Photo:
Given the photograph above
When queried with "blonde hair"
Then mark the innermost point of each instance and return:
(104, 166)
* * *
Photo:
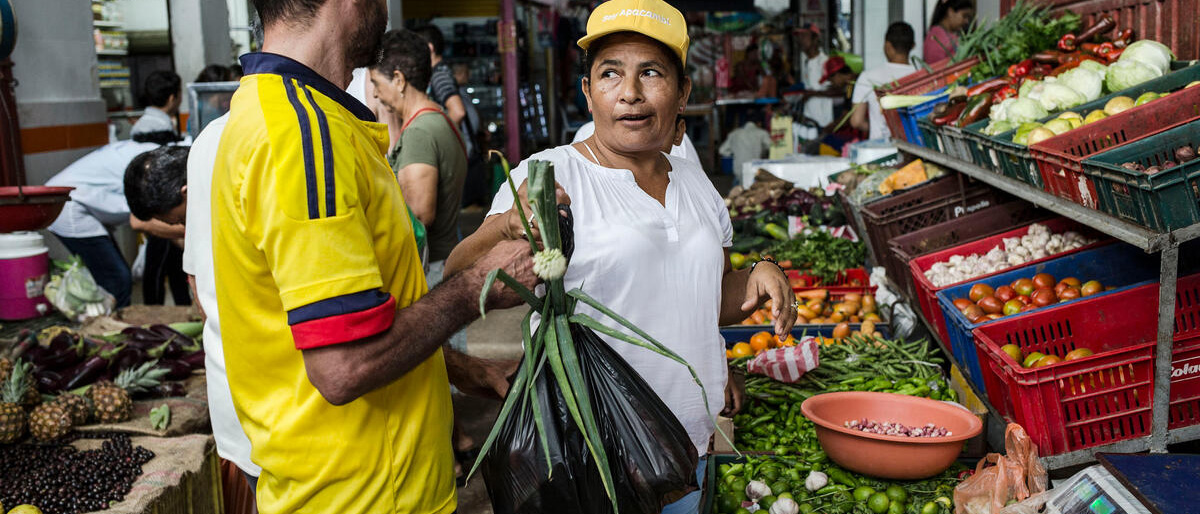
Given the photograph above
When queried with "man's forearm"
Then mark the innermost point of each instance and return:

* PROBLEM TO SOLVE: After reading the records above, give the number of lines that include "When", and add nothing else.

* SOLVED PROBLEM: 2